- _Work to complete_:
1. In the passage on the Potosí Mint, what legend replaced the face of the King of Spain on the coins?
2. Write out the stretch of the Potosí Mint passage that starts at the words "The Potosí Mint minted" and stops after the words "Argentina was installed.".

(Reading passage Opens)

The revolutionary authorities of the United Provinces of the Río de la Plata taking over the Casa de Moneda by General Manuel Belgrano in 1813. Days before -in Buenos Aires- the Assembly of the Year XIII created a national currency for the United Provinces of the Río de la Plata, which had been approved on April 13, 1813.

The Potosí Mint minted gold coins with values of 8, 4, 2 and 1 escudos, and silver coins with 8, 4, 2, 1 and ½ reales. These coins, instead of having the face of the King of Spain, began to carry the legend "In Union and Liberty". On the obverse appeared a radiant Sun of May with eyes, nose, mouth and 32 rays, while the coat of arms of Argentina appeared on the reverse. The legend indicated United Provinces of the Río de la Plata and had the PTS monogram identifying the Potosí mint. In 1815, the stamps were taken from Potosí to Córdoba, where the first mint in Argentina was installed.

The Republic of Bolivia was formed on the 6 August 1825. Little after a conflict that stretched 15 years with the support of Simón Bolívar and Antonio José de Sucre, the administrative organization and monetary unit was established, albeit with numerous difficulties. Two years would have to pass, whilst Spanish currencies continued circulating, before the first Republican coin would be struck.

In 1933 the abandoned Mint was used as a headquarters during the Chaco War was fought between Bolivia and Paraguay over control of a great part of the Gran Chaco region of South America. It was subsequently used as a stable for the peasants who traveled to the Potosí market from the countryside.

The post-independence facility, at the site of the second colonial mint, produced its last coin in 1951, and is now a museum. It is considered one of the most important museums in Bolivia. The building has UNESCO World Heritage status under the City of Potosi listing in 1987.

(Reading passage Closes)
(Data records Opens)

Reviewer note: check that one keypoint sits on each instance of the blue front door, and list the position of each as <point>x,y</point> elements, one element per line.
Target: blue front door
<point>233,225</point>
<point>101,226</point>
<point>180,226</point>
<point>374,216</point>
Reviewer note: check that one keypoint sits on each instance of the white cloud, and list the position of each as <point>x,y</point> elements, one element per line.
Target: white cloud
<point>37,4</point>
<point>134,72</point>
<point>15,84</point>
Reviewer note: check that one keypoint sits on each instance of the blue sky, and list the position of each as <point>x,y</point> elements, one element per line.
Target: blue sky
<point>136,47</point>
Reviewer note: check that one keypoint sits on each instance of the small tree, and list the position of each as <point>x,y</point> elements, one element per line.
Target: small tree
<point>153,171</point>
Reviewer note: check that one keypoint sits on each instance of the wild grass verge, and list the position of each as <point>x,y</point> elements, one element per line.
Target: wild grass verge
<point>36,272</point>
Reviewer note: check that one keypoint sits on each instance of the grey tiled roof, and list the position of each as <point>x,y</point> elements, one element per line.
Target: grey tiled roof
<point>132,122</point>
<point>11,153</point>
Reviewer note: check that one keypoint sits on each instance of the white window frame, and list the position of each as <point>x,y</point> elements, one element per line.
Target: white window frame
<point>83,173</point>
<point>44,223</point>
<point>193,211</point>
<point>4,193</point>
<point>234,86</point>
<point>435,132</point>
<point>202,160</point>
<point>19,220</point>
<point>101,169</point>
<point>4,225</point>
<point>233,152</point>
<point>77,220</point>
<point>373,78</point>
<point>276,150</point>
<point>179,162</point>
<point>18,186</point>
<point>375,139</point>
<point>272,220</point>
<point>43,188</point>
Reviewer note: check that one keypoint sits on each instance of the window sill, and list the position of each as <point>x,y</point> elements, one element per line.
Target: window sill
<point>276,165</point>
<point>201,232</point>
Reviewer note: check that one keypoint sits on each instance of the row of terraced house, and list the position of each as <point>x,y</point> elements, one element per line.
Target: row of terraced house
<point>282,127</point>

(Data records Closes)

- _Your written answers_:
1. "In Union and Liberty"

2.
The Potosí Mint minted gold coins with values of 8, 4, 2 and 1 escudos, and silver coins with 8, 4, 2, 1 and ½ reales. These coins, instead of having the face of the King of Spain, began to carry the legend "In Union and Liberty". On the obverse appeared a radiant Sun of May with eyes, nose, mouth and 32 rays, while the coat of arms of Argentina appeared on the reverse. The legend indicated United Provinces of the Río de la Plata and had the PTS monogram identifying the Potosí mint. In 1815, the stamps were taken from Potosí to Córdoba, where the first mint in Argentina was installed.